─── DOCUMENT SEGMENT ───

Aβ and tau are the two most well established AD biomarkers that reflect the defining neuropathological hallmarks of AD (amyloid plaques and tau tangles) [8, 9]. Plaque deposits of Aβ in extracellular space are one of the earliest disease processes, with accumulation beginning many years before first symptoms emerge [10]. Aβ CSF levels are inversely related to brain levels, i.e., lower levels of the 42 amino acid-long aggregation-prone Aβ in CSF are indicative of higher brain deposition of the protein [11]. pTau is one of the components of neurofibrillary tangles. Both total and pTau are increased in the CSF of AD patients [11]. Compared to Aβ, it is a more concurrent state marker of neurodegeneration, with elevated levels occurring later during disease progression [9]. NfL is a building block of axons and higher levels in CSF are indicative of neuronal injury [12]. Levels of NfL are elevated in AD patients, but it is not a specific marker of AD [9]. Another non-specific biomarker is YKL-40, which represents astrocytic activation and neuronal inflammation. YKL-40 is associated with AD status and other neuropathologies [11, 13]. Finally, neurogranin is a postsynaptic protein related to synaptic functioning, cognition and plasticity. Importantly, levels are higher in AD patients and other dementias [14].

─── GIVEN INFORMATION ───

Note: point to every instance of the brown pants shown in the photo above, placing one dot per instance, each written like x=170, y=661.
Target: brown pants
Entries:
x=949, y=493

───

PROBLEM REQUIREMENTS. Summarize the passage on AD biomarkers in two sentences. The material comes from a separate source.

WRITTEN RESPONSE. Aβ and tau are the best established AD biomarkers: Aβ plaque deposits begin many years before symptoms, and lower CSF levels of Aβ42 indicate higher brain deposition, while total and pTau rise in the CSF of AD patients later in disease progression. NfL (a marker of neuronal injury) and YKL-40 (a marker of astrocytic activation and inflammation) are non-specific biomarkers associated with AD, and neurogranin, a postsynaptic protein, is higher in AD patients and other dementias.